Your instructions:
Reproduce the following lines verbatim, starting at the line that contains "This trail-cam photo was taken at dusk. Identify white" and ending at the line that contains "[93,0,424,34]", with both of those lines included.

Data to use:

——————————

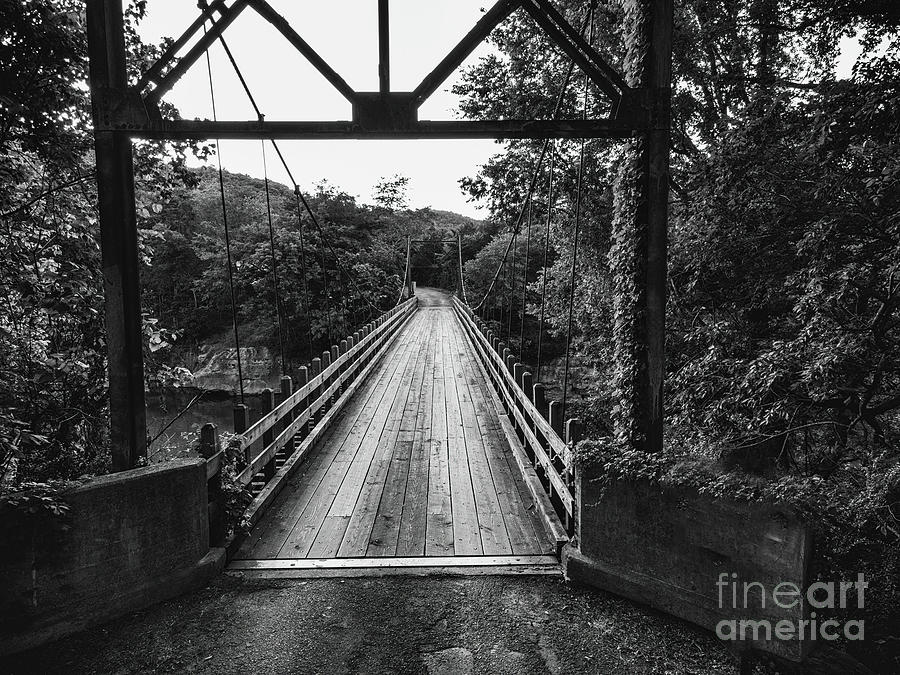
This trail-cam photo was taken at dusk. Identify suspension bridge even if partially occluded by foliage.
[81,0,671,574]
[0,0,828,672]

——————————

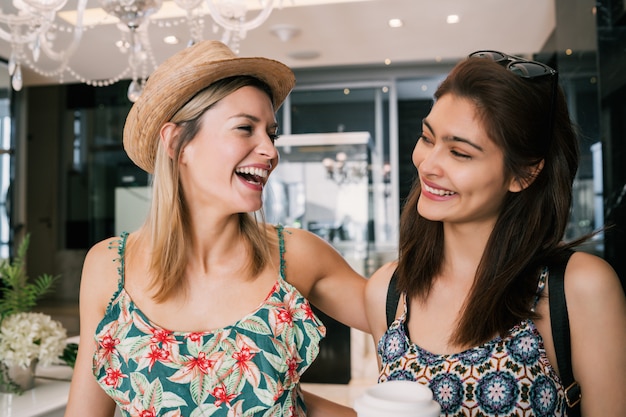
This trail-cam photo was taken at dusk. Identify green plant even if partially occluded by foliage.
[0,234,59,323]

——————————

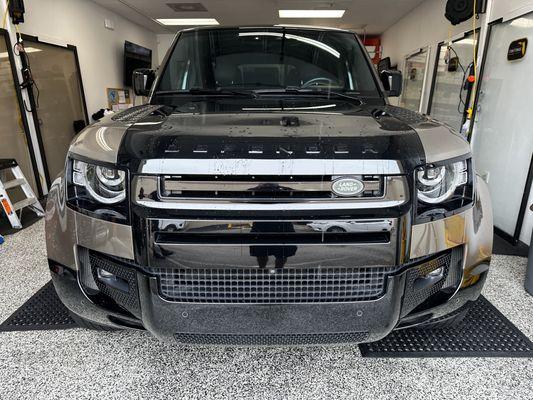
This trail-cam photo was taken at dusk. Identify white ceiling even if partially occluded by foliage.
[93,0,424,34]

——————————

Task answer:
This trail-cam photo was taken at dusk. Identify white ceiling even if partially occluded by foliage.
[93,0,424,34]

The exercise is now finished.